Exercise task: Output all lines exactly.

==*==

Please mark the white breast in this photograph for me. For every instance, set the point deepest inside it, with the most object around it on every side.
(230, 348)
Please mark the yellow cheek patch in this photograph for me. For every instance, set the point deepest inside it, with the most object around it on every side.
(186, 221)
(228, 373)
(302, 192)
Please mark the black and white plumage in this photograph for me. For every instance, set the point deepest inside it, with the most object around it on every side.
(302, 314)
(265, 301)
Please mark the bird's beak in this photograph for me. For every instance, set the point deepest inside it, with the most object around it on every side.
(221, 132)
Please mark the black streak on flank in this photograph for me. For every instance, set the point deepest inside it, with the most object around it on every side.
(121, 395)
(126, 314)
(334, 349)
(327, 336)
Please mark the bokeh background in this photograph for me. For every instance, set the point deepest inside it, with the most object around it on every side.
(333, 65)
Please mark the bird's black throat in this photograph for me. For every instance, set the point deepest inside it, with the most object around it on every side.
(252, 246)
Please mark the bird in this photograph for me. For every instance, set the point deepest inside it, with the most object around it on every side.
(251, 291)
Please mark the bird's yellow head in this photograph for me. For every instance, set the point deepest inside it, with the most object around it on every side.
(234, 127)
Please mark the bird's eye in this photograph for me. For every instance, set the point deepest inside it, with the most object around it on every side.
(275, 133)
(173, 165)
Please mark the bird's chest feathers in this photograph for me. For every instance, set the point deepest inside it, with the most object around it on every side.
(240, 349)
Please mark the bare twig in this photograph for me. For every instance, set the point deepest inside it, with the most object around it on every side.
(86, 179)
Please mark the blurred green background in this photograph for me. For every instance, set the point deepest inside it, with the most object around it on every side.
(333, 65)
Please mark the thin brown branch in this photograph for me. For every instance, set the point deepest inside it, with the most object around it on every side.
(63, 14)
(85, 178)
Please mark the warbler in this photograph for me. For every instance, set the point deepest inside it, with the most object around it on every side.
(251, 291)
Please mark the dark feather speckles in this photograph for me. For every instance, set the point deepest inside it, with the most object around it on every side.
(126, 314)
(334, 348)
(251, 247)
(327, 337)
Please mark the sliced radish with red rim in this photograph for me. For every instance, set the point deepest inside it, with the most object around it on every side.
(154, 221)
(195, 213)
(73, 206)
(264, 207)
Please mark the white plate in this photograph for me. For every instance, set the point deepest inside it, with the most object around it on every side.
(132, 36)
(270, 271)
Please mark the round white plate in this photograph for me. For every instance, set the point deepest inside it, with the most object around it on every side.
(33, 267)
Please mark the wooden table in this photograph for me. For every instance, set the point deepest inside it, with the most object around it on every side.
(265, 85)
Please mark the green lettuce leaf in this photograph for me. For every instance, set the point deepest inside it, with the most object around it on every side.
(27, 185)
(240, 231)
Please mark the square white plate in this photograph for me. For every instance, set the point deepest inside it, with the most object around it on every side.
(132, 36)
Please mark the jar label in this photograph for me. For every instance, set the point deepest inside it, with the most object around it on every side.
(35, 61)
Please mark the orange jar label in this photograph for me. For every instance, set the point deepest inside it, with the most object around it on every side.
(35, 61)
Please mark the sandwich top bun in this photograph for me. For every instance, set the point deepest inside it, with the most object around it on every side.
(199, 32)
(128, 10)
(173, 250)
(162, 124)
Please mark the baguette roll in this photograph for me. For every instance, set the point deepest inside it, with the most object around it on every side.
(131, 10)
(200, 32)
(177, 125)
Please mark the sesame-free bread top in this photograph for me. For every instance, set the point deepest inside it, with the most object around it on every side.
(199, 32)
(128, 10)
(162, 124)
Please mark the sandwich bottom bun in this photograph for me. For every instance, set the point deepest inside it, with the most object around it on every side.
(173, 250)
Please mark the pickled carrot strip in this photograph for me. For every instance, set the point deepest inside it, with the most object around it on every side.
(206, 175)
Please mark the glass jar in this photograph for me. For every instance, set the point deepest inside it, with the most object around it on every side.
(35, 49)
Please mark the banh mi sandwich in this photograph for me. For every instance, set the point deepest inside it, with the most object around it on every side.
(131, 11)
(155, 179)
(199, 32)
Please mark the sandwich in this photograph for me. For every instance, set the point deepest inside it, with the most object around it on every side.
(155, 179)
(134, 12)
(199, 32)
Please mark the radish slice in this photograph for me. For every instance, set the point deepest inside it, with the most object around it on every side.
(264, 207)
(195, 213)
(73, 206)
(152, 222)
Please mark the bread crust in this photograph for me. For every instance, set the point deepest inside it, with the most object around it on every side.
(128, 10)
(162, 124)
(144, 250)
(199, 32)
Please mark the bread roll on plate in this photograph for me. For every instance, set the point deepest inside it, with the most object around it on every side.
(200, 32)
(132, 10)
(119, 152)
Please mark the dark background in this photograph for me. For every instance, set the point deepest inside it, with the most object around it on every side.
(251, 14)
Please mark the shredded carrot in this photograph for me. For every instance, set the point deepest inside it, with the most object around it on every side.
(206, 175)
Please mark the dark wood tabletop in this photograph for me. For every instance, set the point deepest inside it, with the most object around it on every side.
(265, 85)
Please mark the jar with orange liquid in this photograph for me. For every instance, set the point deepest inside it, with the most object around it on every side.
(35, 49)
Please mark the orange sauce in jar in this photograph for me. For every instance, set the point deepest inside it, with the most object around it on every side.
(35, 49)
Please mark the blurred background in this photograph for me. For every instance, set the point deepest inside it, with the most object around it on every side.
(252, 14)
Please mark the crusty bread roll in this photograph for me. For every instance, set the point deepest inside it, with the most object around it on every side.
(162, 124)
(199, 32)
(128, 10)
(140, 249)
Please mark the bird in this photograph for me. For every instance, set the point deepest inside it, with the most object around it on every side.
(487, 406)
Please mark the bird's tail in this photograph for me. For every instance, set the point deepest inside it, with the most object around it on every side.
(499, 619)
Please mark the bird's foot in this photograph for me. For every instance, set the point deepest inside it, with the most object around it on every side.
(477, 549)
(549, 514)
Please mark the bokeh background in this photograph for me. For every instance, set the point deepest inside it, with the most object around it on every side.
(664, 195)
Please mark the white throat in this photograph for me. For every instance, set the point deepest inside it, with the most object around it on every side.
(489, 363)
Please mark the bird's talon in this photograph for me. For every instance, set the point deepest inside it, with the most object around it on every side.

==*==

The completed task:
Please mark the white breast in this photograph for me. For every instance, set the point deepest inside it, with the most object around it on every side.
(230, 348)
Please mark the yellow cheek patch in this photograph for me. For every instance, set the point deepest inside it, with the most object around it on every side.
(186, 221)
(228, 373)
(302, 192)
Please mark the black and white plumage in this photograph for me. For every instance, set the point deepest inside it, with the most object around it on every side.
(302, 314)
(265, 301)
Please mark the bird's beak in this photograph for me. For every instance, set the point deepest inside it, with the most object around it on every side.
(221, 132)
Please mark the black streak on flank in this photograph for me. For every instance, set the point deepest inside it, with the most object around it on every side.
(121, 395)
(126, 314)
(334, 349)
(327, 336)
Please mark the bokeh background in this photograph for me. For every instance, set the point deepest inside it, with the most object around it on every side.
(333, 65)
Please mark the bird's black throat in this photograph for me. For every instance, set the point deepest inside it, with the most object around it on every side.
(252, 246)
Please mark the bird in this photograph for me. For every instance, set the point deepest inside it, with the most object around it on every side.
(251, 291)
Please mark the bird's yellow head in this photograph for me. For every instance, set the point deepest inside it, with the most object around it on every side.
(234, 127)
Please mark the bird's eye in this photograph for me. For every instance, set the point deepest inside it, with the most object around it on every side.
(275, 133)
(173, 165)
Please mark the bird's chest feathers in this photograph for me. For every instance, set the point deepest inside it, with the most object around it on every side.
(240, 349)
Please mark the bare twig in this photograph for me. For every instance, set the point deepest inside it, with the most object around it on every side.
(86, 179)
Please mark the blurred green background in this photograph for me. For every instance, set the point deepest inside it, with the most object around it on every side.
(333, 65)
Please mark the thin brown branch in this photograph for me. For every instance, set the point deepest inside it, with the most object around it on every side.
(63, 14)
(85, 178)
Please mark the warbler in this photograph for me. For every instance, set the point deepest inside it, with the most object around it on every side.
(251, 291)
Please mark the dark feather speckles in this photograph for me. For every instance, set the point deepest inside it, with the most object around it on every side.
(126, 314)
(334, 348)
(251, 247)
(327, 337)
Please mark the sliced radish with red rim in this photograph for me. For every instance, set the point deepest inside it, with the most object around it on every side.
(154, 221)
(195, 213)
(73, 206)
(264, 207)
Please mark the white plate in this photograph for me. For every instance, set the point deepest inside it, with the most object around it on every side.
(132, 36)
(270, 271)
Please mark the round white plate in this photograph for me. For every instance, set the point deepest inside it, with the most object around it on every side.
(33, 267)
Please mark the wooden table in this photograph for me. For every instance, set the point deepest inside it, with the most object around it on every side.
(265, 85)
Please mark the green lettuce leaf in this photograph for me. For every instance, set the point deepest inside it, with the most object around it on every side.
(27, 185)
(240, 231)
Please mark the square white plate in this photograph for me. For every instance, set the point deepest inside it, with the most object around it on every side.
(132, 36)
Please mark the jar label in this photograph for me. For every instance, set the point deepest inside it, with the most object around it on every side.
(35, 61)
Please mark the orange jar label in this photograph for me. For every instance, set the point deepest inside it, with the most object around it on every side.
(35, 61)
Please mark the sandwich top bun in this photograph for me. For every instance, set the point deepest inside it, with the most object around it on every side.
(199, 32)
(128, 10)
(173, 250)
(162, 124)
Please mark the baguette roll in this photograph for me. For every instance, set the point deepest inside it, with the most object around it on every side.
(131, 10)
(200, 32)
(177, 125)
Please mark the sesame-free bread top in this photograph for me. For every instance, set the point deepest inside it, with the most object around it on every side.
(199, 32)
(128, 10)
(162, 124)
Please mark the sandwich bottom bun in this photograph for me. For every instance, set the point deepest inside it, with the most object around it on every side.
(173, 250)
Please mark the pickled carrot strip in this photograph for me. For every instance, set the point deepest inside it, with the most object around it on every side.
(206, 175)
Please mark the glass jar in this photograph for me. For every instance, set the point deepest inside it, with the most object around it on every side.
(35, 49)
Please mark the banh mi sandwich in this photograph for me. For every instance, set the point deepest inside it, with the most object around it on every side.
(131, 11)
(155, 179)
(199, 32)
Please mark the sandwich in this photograph for me. For every instance, set the point deepest inside it, with the most object around it on every side.
(155, 179)
(134, 12)
(199, 32)
Please mark the radish slice in this photograph for me. For every instance, set the point deepest inside it, with the most object around it on every side.
(264, 207)
(195, 213)
(73, 206)
(152, 222)
Please mark the bread crust in this photograph for me. For every instance, set the point deepest inside it, with the most object around it on every side.
(128, 10)
(162, 124)
(144, 250)
(199, 32)
Please mark the bread roll on plate in this photograph for me. For every instance, set the point deepest inside it, with the most object around it on every side.
(200, 32)
(132, 10)
(119, 152)
Please mark the dark background in this photograph for me. For every instance, set the point deepest inside it, with the most object around it on every side.
(251, 14)
Please mark the shredded carrot in this photograph for me. For every instance, set the point deepest inside it, with the most object around it on every side.
(206, 175)
Please mark the dark wood tabletop in this photograph for me. For every instance, set the point deepest inside it, with the most object around it on every side.
(265, 85)
Please mark the jar with orange liquid in this photograph for me. For every instance, set the point deepest inside it, with the most object around it on every side.
(35, 49)
Please mark the orange sauce in jar in this photograph for me. For every instance, set the point deepest inside it, with the most object around it on every side.
(35, 49)
Please mark the blurred background in this photograph for me. For every instance, set the point deepest inside it, with the most object around it on every side.
(252, 14)
Please mark the crusty bread roll in this photograph for me. For every instance, set the point deepest inside it, with the most object around it on every side.
(162, 124)
(199, 32)
(128, 10)
(140, 249)
Please mark the bird in this photograph for me. For every instance, set the point deepest inside it, with the most object around it on every side.
(487, 406)
Please mark the bird's tail in this photograph for me. For every instance, set the point deepest inside it, with the most object around it on every side.
(499, 619)
Please mark the bird's foot in this photograph for me. For every instance, set the point deepest inside it, with the most object around it on every side.
(477, 549)
(549, 514)
Please mark the bokeh background in this photograph for me. For every instance, set the point deepest inside it, with the most object around it on every side.
(664, 195)
Please mark the white throat in this photograph for me. For every instance, set the point deepest inside it, with the most object around it on every side.
(489, 363)
Please mark the bird's talon in this photograph for me. For every instance, set the point deepest inside it, with the most object around it on every side.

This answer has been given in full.